# [Excerpt from a dataset]
════════════════

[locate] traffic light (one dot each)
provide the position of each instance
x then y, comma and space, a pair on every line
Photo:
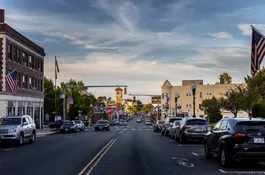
125, 91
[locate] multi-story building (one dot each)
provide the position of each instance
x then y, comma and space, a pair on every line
18, 52
185, 99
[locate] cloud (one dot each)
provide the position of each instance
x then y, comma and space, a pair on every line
223, 35
247, 30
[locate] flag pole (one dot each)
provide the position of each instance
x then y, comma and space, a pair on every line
257, 30
55, 75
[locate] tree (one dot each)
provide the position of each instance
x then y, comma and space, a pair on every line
212, 109
233, 102
257, 83
227, 78
148, 107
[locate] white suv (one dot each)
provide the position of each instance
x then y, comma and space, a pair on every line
17, 129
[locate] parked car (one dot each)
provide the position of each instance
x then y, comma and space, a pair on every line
69, 126
148, 122
123, 123
102, 125
80, 125
235, 139
17, 129
172, 130
168, 123
191, 128
56, 125
157, 125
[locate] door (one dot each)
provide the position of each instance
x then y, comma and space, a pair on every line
213, 135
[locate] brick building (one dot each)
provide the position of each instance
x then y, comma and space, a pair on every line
18, 52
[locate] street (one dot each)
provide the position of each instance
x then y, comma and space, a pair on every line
125, 150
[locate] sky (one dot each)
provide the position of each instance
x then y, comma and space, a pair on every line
140, 43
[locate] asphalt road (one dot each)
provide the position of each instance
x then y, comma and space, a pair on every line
131, 150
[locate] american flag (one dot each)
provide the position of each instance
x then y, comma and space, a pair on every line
11, 79
257, 50
70, 100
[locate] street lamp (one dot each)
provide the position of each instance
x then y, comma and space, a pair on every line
90, 117
176, 103
193, 88
101, 110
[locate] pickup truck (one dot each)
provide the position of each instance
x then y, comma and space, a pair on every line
56, 125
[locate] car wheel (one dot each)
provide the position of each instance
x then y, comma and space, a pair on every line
33, 137
181, 138
207, 154
21, 139
225, 159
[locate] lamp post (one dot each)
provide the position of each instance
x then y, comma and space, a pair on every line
193, 88
158, 111
176, 103
90, 117
101, 110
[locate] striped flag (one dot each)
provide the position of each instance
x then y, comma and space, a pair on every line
57, 70
11, 79
70, 100
257, 50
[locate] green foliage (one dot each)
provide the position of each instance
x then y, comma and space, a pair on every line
212, 109
148, 107
227, 78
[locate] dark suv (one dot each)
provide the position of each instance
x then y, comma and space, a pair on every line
168, 124
191, 128
236, 139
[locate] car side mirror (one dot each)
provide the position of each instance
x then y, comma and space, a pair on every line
25, 123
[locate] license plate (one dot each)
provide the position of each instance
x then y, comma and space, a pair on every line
258, 140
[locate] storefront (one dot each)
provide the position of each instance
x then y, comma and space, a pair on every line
18, 105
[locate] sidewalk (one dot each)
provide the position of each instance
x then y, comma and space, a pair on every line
45, 131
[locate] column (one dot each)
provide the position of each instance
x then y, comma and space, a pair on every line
40, 112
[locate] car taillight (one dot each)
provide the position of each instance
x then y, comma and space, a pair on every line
239, 135
186, 127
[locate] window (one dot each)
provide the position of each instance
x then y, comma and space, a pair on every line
25, 59
30, 61
41, 85
30, 83
223, 125
18, 56
41, 66
19, 80
25, 81
15, 54
10, 52
217, 126
208, 93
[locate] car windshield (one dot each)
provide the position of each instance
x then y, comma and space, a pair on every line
161, 122
67, 122
196, 122
101, 122
173, 119
10, 121
250, 126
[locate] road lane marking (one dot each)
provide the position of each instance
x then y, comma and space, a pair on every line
241, 172
91, 169
84, 169
194, 154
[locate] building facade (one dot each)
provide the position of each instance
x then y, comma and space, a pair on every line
18, 52
185, 98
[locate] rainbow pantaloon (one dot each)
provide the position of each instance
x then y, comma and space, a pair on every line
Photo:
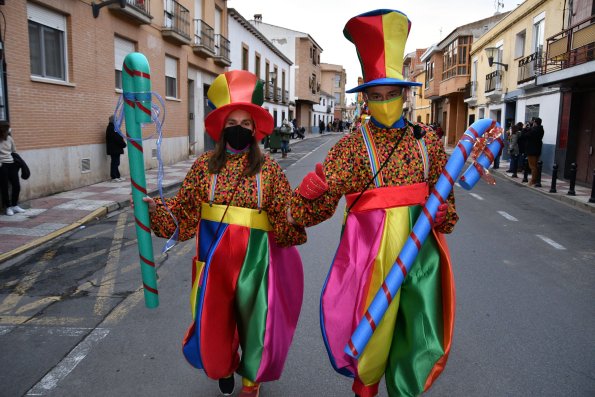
247, 292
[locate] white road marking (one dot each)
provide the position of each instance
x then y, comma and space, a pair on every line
68, 363
551, 242
508, 216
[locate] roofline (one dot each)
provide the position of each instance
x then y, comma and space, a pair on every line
238, 17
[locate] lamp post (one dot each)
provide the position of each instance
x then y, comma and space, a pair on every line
492, 52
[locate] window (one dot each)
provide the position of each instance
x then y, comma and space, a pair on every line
244, 57
47, 42
257, 64
519, 47
171, 77
538, 35
429, 72
531, 111
122, 48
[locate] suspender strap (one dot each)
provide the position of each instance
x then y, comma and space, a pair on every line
372, 154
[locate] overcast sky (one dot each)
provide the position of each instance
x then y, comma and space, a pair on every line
431, 21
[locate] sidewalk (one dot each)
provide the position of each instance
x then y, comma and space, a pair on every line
49, 217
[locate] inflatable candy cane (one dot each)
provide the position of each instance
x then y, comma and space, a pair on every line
136, 86
482, 141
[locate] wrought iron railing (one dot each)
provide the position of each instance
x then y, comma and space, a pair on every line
177, 18
141, 5
204, 35
493, 81
470, 90
571, 47
221, 46
529, 67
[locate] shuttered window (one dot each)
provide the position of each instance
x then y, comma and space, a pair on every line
171, 77
47, 42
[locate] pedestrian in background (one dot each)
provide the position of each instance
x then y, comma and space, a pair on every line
115, 148
247, 279
534, 143
9, 173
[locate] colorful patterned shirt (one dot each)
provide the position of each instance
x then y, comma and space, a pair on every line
347, 170
195, 190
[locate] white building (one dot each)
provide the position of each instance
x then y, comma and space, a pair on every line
251, 51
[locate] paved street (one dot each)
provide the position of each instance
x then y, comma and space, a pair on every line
73, 321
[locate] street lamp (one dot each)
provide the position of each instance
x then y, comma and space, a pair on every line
491, 53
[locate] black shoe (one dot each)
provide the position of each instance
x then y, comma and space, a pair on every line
226, 385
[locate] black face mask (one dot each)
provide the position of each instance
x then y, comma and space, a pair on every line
238, 137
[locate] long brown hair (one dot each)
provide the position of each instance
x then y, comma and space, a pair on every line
218, 158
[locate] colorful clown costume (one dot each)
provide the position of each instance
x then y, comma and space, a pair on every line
247, 279
411, 344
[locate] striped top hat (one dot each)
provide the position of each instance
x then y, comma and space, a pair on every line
379, 37
237, 89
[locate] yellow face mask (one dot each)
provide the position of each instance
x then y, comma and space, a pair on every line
386, 112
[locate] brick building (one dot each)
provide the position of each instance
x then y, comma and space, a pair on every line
63, 71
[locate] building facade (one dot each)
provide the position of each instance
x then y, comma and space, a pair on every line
305, 73
568, 63
63, 76
333, 79
448, 69
506, 84
251, 51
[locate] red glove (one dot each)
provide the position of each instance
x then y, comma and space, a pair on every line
440, 214
314, 184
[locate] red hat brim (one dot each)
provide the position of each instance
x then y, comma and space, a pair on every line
263, 121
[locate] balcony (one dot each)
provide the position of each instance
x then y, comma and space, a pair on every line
176, 23
528, 68
470, 93
572, 48
269, 91
221, 57
204, 39
494, 83
137, 11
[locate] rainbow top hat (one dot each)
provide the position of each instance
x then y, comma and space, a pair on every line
237, 89
379, 37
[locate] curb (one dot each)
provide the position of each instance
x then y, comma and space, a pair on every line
553, 196
99, 212
96, 214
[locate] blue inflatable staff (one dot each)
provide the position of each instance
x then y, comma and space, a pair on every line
482, 142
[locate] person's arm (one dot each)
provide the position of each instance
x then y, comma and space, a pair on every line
278, 193
185, 205
337, 169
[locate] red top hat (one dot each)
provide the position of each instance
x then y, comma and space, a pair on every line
379, 37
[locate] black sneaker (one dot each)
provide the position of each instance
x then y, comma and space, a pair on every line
226, 385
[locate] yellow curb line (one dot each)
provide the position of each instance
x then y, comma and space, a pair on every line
99, 212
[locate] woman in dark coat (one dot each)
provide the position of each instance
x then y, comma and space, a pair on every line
115, 148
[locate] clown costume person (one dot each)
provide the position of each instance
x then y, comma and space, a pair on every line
247, 280
385, 171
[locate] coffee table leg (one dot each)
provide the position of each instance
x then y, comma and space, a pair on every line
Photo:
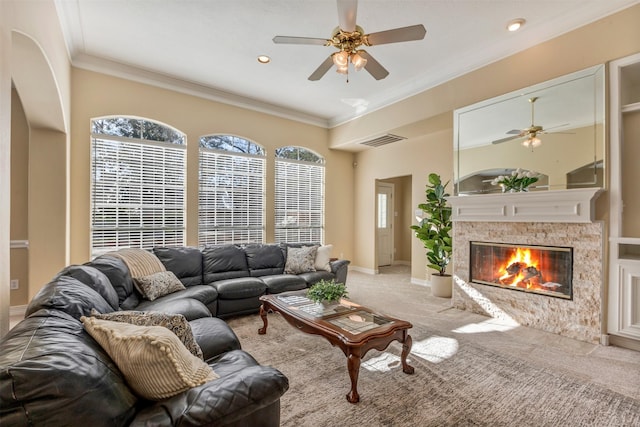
406, 349
353, 364
263, 314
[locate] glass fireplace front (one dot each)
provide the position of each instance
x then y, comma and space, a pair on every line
545, 270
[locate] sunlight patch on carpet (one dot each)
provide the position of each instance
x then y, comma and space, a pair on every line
486, 326
487, 305
382, 363
435, 349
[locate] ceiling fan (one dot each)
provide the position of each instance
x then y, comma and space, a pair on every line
348, 38
531, 133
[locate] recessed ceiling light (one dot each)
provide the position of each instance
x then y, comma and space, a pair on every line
515, 24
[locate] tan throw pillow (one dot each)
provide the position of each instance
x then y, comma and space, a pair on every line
300, 260
158, 284
323, 258
176, 323
154, 362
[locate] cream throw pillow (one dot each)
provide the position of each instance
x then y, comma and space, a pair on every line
153, 360
323, 257
300, 260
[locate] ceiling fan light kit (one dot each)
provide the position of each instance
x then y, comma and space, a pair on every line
348, 37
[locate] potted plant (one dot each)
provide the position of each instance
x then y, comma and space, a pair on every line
327, 291
434, 230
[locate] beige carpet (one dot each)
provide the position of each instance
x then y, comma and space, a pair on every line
457, 380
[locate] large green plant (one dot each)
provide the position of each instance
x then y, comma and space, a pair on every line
434, 230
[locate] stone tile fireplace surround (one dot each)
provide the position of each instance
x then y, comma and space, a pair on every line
560, 218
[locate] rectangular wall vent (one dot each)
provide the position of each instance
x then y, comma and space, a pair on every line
383, 140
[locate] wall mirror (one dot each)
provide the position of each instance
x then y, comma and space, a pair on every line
495, 137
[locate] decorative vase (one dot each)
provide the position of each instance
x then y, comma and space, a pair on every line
441, 286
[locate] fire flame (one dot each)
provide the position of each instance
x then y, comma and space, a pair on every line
523, 257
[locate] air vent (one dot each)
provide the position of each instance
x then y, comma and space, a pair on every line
383, 140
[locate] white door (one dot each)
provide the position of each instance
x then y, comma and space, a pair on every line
384, 219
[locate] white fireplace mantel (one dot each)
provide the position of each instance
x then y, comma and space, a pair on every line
575, 205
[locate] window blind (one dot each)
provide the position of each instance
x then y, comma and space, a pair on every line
231, 197
138, 194
299, 201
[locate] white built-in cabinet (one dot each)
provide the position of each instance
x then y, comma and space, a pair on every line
623, 323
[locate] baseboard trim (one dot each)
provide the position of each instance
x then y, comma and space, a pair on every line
363, 270
420, 282
619, 341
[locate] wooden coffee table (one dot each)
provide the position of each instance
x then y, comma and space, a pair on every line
352, 327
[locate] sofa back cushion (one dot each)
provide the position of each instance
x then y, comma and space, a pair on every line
118, 273
95, 279
222, 262
54, 373
184, 262
265, 259
70, 296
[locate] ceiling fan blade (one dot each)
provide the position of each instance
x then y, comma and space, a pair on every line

════════════════

Copy out verbatim the lines of the listing, beginning with the line that contains "[locate] sofa back cushion (one dot each)" and continuing through the final line of the listing, both ends included.

[locate] sofa back cushion (one dot each)
provide the position of each instance
x then y, comma and space, a pair on every line
118, 273
95, 279
222, 262
54, 373
184, 262
265, 259
70, 296
[locate] ceiling fan blade (one dot each)
provide the position of each instance
x then y, comma and space, a pair on every line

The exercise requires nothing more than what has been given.